Private media outlets face competition from public media outlets financed by the state

National Journalism Conference
For the 22nd consecutive year, the Association of European Journalists (APE) held its National Journalism Conference

The event once again brought together, this time at the headquarters of the Diario Madrid Foundation, two hundred established and aspiring journalists from all of Spain's autonomous communities. They gathered to discuss the usual topics: the uses and abuses of the journalism profession, the difficulties it faces and the mistakes it makes.

As Miguel Ángel Aguilar, its secretary general, points out, "at the APE we have learned that without freedoms, journalism cannot exist, as it would be forced underground or reduced to mere propaganda. But the reverse is also true: freedoms would be affected if there were no independent, critical and truthful journalism, since freedoms are not won once and for all, but are subject to a process of permanent erosion, and therefore require attention and vigilance in order to remain valid".

The debate between José Antonio Zarzalejos (chairman of the Editorial Board of El Confidencial), Julián Quirós (editor-in-chief of ABC) and Encarna Samitier (chairwoman of 20 Minutos), with Pilar Velasco (editor-in-chief of Demócrata) acting as moderator, was particularly poignant, raising the heated issue of media subsidies.

• MATERIAL SHOWN:
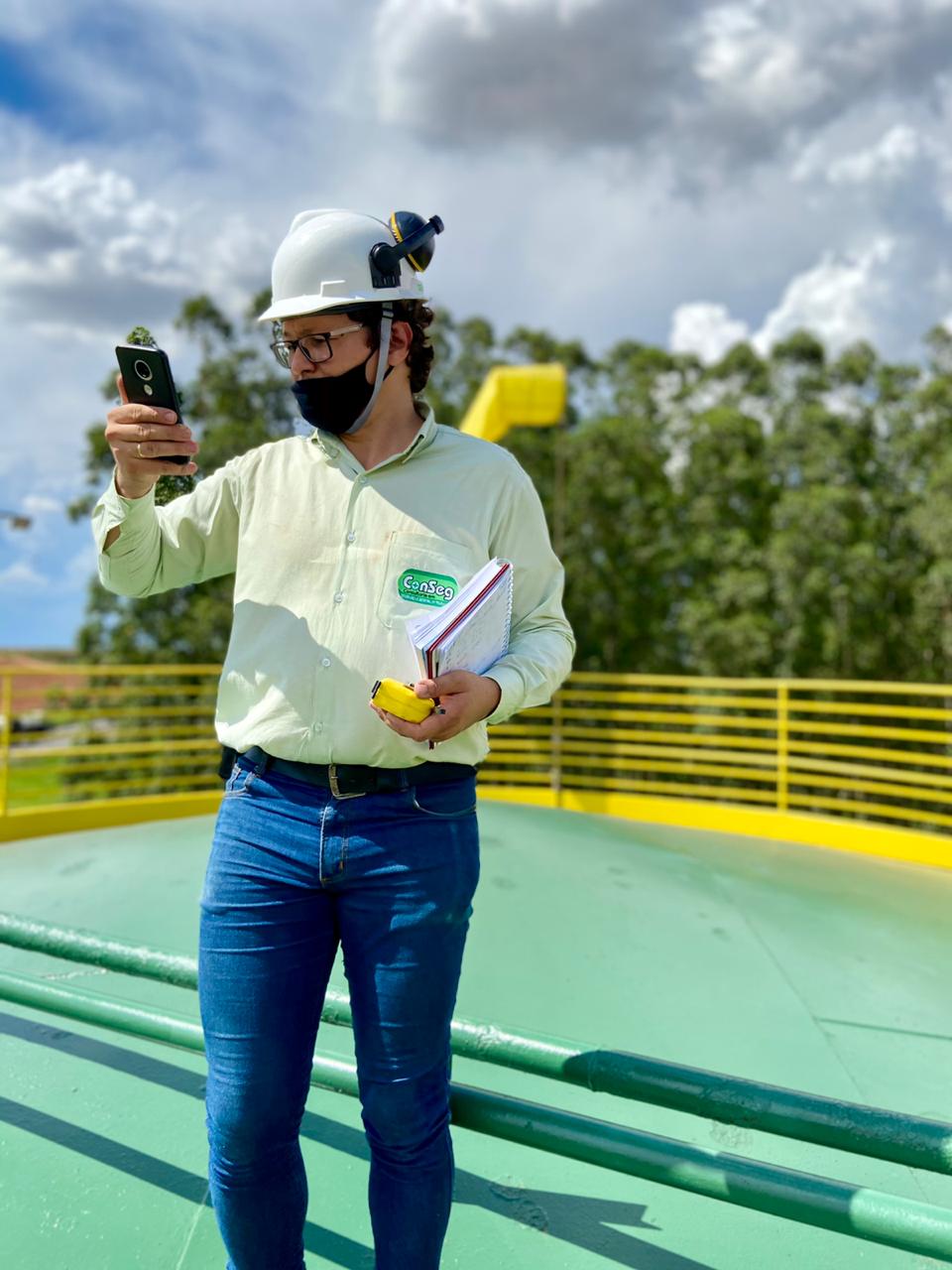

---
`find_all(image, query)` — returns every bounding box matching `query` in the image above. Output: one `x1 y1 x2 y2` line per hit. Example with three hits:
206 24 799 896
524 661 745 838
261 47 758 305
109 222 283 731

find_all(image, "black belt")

...

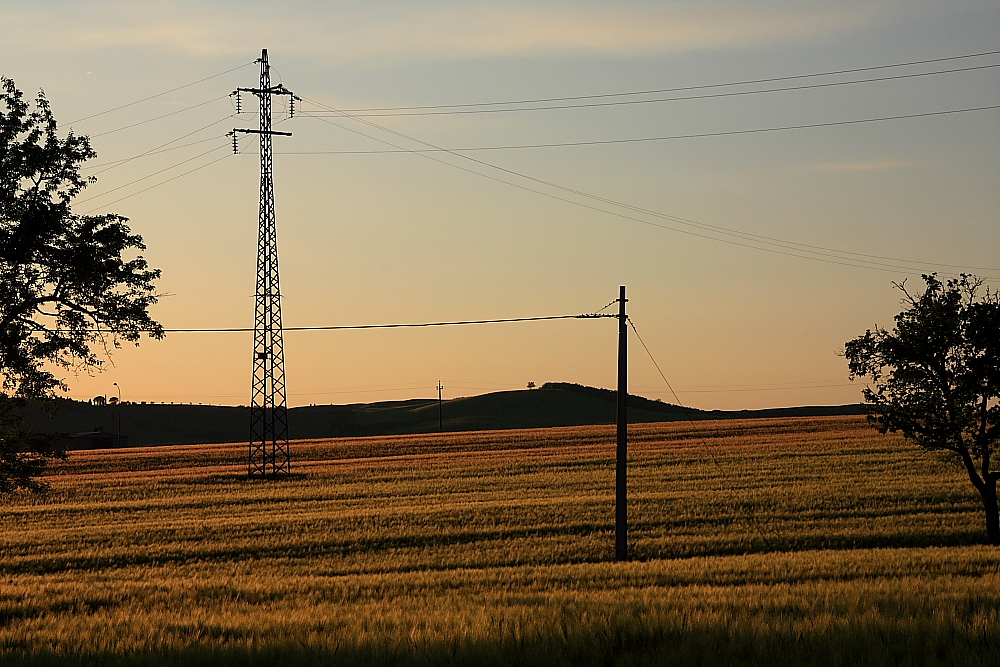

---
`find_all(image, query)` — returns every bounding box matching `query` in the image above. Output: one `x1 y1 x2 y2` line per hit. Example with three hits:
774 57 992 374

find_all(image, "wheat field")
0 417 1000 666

* * *

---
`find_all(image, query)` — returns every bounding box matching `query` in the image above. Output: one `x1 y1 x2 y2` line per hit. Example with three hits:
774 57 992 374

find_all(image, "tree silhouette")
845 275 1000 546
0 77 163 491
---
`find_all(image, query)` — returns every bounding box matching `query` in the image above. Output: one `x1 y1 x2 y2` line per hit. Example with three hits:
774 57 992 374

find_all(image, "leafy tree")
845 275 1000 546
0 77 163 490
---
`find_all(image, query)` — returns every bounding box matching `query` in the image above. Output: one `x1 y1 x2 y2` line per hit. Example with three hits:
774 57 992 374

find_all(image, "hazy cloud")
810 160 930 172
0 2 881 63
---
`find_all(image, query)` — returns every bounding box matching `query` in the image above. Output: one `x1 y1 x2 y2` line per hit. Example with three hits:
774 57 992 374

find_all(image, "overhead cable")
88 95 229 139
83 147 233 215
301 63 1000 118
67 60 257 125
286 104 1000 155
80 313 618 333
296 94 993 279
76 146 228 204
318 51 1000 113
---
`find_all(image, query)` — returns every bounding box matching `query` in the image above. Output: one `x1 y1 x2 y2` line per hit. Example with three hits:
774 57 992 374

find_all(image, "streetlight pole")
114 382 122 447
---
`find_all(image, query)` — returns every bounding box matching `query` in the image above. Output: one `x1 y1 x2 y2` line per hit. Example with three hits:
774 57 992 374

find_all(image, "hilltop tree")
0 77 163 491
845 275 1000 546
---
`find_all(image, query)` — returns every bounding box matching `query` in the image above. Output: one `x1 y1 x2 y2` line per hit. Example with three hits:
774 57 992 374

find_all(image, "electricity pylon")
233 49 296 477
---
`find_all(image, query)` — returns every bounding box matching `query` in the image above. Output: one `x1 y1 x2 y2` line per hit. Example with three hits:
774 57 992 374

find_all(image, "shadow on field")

• TASKS FOR THIS EXERCISE:
a: Edit the article on the journalism conference, beginning at the words "The event once" and stopping after "mistakes it makes.". In that part, replace "headquarters" with "offices".
b: Carry the article on the journalism conference forward from the point where it stops.

• ANSWERS BY ITEM NUMBER:
a:
The event once again brought together, this time at the offices of the Diario Madrid Foundation, two hundred established and aspiring journalists from all of Spain's autonomous communities. They gathered to discuss the usual topics: the uses and abuses of the journalism profession, the difficulties it faces and the mistakes it makes.

b:
National Journalism Conference

Zarzalejos took up the gauntlet with a forceful statement: ‘Money from political power is toxic,’ before launching into the main salvo of his remarks. Thus, after clarifying that he does not think it appropriate to emphasise that, in the chapter on subsidies from the government to various services - transport, construction, automotive, etc. - ‘the media cannot be compared to other services because they themselves are part of the political system’, a substantial difference and one for which the political establishment seeks all sorts of pretexts to control them.

In his view, Donald Trump and Trumpism have come to demonstrate that the media are dispensable and that political communication can be done directly, without intermediaries. "In Spain, however, in addition to the financial weaknesses of the private media due to their business model, they have a lethal adversary in the public media - national and regional television and radio stations - which are financed with public money, that is, with the taxes and money of all Spaniards, but not to fulfil an essential public service, as they claim, but to occupy spaces of spectacle and entertainment without spending limits, which always end up being covered by the governments, either national or regional, i.e. the taxpayers themselves."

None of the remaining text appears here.